Task statement: Rewrite everything in the listing below from the line containing "Exercise. Tag the reddish" down to the line containing "x=662, y=446", adding 20 to each answer coordinate and leaving every other number unchanged.

Record extracts:
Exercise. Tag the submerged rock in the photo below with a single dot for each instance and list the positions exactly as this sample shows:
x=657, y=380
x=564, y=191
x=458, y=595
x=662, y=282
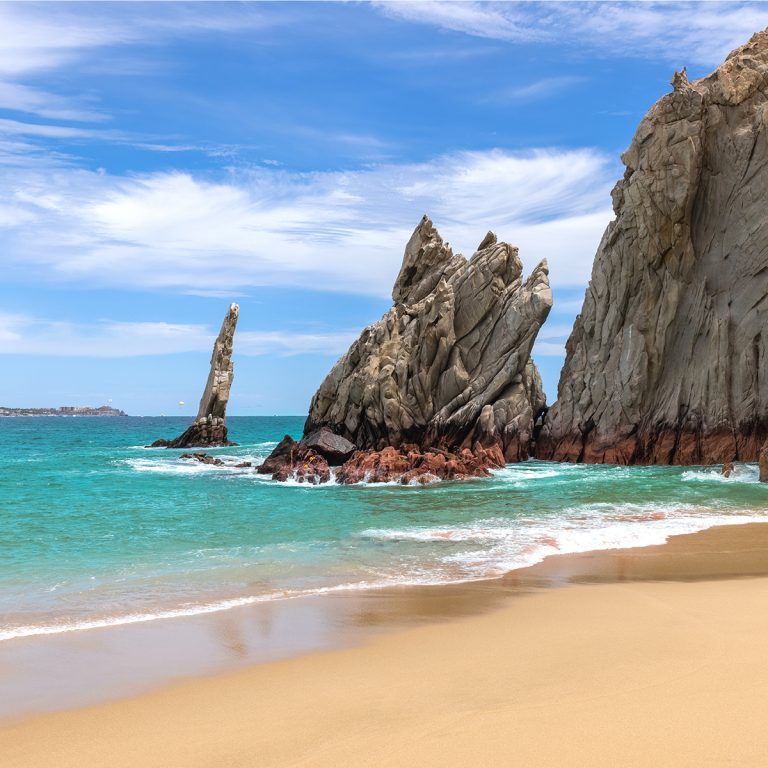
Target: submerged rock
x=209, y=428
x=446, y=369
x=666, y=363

==

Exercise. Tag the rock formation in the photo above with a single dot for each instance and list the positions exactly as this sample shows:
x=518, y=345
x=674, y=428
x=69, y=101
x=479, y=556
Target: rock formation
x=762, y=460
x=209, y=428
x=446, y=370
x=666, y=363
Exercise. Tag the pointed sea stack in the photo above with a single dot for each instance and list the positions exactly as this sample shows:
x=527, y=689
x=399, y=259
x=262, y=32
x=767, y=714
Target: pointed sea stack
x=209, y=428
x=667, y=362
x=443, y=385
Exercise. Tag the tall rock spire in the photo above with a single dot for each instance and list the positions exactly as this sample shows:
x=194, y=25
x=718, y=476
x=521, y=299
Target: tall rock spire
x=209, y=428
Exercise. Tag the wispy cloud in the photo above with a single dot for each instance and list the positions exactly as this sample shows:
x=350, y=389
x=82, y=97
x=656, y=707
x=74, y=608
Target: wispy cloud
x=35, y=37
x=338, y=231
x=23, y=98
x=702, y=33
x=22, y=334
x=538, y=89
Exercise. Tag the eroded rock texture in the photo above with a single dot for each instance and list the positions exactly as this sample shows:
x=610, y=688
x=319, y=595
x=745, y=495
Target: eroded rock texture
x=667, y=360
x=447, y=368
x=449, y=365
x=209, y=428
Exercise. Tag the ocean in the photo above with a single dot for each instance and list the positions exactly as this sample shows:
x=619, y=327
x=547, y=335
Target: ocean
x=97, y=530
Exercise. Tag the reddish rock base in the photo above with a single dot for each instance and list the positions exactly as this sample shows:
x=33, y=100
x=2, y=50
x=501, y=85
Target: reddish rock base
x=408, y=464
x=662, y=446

Written reply:
Exercise. Tag the reddish rock base in the photo above with a single dot for each instance and list the positions exactly as this sample shows:
x=33, y=100
x=2, y=50
x=501, y=85
Target: reddish rock base
x=428, y=484
x=682, y=466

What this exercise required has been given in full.